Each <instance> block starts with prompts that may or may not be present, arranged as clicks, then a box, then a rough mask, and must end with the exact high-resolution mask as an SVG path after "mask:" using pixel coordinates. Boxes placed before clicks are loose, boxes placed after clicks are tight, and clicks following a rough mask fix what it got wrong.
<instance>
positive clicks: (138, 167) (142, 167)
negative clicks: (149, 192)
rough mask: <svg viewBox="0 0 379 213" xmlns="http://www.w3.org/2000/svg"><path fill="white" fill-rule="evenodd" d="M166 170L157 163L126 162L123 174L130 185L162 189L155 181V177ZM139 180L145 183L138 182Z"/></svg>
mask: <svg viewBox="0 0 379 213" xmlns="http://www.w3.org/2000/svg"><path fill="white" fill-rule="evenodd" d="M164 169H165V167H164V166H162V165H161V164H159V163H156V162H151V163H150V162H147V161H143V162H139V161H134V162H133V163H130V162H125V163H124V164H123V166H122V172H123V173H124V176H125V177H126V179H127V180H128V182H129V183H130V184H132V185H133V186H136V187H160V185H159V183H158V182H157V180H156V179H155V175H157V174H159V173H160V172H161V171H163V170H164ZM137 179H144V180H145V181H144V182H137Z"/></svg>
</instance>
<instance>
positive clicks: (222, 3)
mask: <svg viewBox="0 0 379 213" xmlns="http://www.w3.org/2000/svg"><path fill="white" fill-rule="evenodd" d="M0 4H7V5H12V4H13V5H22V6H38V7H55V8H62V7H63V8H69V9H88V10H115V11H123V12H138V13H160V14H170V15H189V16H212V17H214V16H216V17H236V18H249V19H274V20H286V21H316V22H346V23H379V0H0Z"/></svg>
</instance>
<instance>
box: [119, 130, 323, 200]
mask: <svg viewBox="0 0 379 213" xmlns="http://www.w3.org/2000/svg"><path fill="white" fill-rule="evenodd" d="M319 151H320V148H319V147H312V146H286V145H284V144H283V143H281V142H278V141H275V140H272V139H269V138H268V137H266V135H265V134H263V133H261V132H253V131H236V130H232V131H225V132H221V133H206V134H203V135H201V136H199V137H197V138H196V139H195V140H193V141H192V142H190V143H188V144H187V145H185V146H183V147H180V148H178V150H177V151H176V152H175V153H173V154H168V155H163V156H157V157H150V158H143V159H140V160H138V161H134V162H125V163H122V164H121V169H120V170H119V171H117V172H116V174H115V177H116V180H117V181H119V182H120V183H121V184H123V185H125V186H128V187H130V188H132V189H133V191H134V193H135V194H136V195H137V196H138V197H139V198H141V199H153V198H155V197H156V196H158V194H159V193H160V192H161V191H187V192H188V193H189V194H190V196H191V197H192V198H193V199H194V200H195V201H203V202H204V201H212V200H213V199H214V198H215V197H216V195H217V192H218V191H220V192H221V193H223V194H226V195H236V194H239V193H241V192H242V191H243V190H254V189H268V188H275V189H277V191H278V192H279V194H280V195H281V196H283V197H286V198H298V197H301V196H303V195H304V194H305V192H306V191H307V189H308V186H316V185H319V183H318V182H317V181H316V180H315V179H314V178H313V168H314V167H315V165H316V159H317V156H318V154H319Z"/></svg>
***
→ **AIM OF THE TASK**
Please retype the listing word for word, from its first line through the line containing "negative clicks: (149, 192)", and add nothing else.

→ **YOUR RESPONSE**
Each <instance> block starts with prompts that may or may not be present, arranged as clicks, then a box, then a rough mask, and must end with the exact high-resolution mask as an SVG path after "mask:" using pixel coordinates. Boxes placed before clicks are loose, boxes placed after clicks are tight, and clicks following a rough mask fix what it got wrong.
<instance>
positive clicks: (138, 167) (142, 167)
negative clicks: (149, 192)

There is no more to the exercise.